— Task input —

====================

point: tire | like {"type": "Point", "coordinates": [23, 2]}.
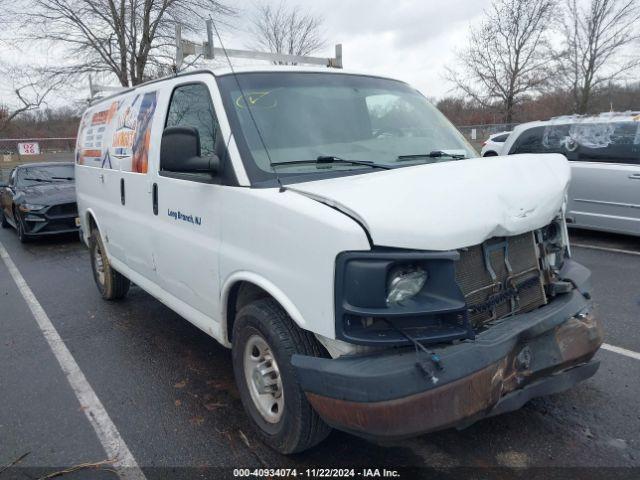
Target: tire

====================

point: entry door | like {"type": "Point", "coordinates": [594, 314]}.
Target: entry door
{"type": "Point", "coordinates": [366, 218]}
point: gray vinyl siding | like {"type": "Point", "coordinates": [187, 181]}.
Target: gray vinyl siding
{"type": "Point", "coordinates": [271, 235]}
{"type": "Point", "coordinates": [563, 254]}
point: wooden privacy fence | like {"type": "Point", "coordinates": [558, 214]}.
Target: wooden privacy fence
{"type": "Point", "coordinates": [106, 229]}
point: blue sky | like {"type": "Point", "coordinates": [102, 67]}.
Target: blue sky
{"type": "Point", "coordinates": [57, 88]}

====================

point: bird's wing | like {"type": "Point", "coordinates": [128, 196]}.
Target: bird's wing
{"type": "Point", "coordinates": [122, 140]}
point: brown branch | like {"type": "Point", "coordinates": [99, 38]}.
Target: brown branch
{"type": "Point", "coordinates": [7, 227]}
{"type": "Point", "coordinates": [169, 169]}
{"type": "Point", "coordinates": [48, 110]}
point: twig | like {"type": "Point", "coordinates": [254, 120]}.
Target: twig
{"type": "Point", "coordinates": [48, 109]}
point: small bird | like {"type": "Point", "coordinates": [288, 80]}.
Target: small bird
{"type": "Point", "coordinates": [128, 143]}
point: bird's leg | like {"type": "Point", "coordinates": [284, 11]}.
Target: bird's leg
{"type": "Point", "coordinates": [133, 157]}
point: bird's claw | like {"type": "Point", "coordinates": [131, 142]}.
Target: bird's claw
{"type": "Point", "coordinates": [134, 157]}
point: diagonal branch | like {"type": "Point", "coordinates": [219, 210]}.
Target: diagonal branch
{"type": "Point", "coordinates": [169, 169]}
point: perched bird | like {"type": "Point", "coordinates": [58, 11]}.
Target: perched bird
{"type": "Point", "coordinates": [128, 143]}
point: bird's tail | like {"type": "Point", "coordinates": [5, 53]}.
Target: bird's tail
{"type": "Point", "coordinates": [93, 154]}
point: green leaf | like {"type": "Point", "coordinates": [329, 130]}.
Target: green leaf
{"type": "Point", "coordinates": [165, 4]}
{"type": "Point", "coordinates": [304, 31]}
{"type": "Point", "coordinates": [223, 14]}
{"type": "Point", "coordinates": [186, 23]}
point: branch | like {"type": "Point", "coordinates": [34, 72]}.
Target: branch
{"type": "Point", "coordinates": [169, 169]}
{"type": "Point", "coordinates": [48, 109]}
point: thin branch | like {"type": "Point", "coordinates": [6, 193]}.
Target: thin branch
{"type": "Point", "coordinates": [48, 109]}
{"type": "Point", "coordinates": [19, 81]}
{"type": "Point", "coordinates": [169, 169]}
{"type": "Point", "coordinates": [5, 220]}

====================

— Goal —
Copy out, word for word, the stretch of the material that begins with the line containing "point: tire |" and ends with the line containing "Target: tire", including both of those lines. Leave the pictures out of your answer.

— Problem solution —
point: tire | like {"type": "Point", "coordinates": [23, 2]}.
Target: tire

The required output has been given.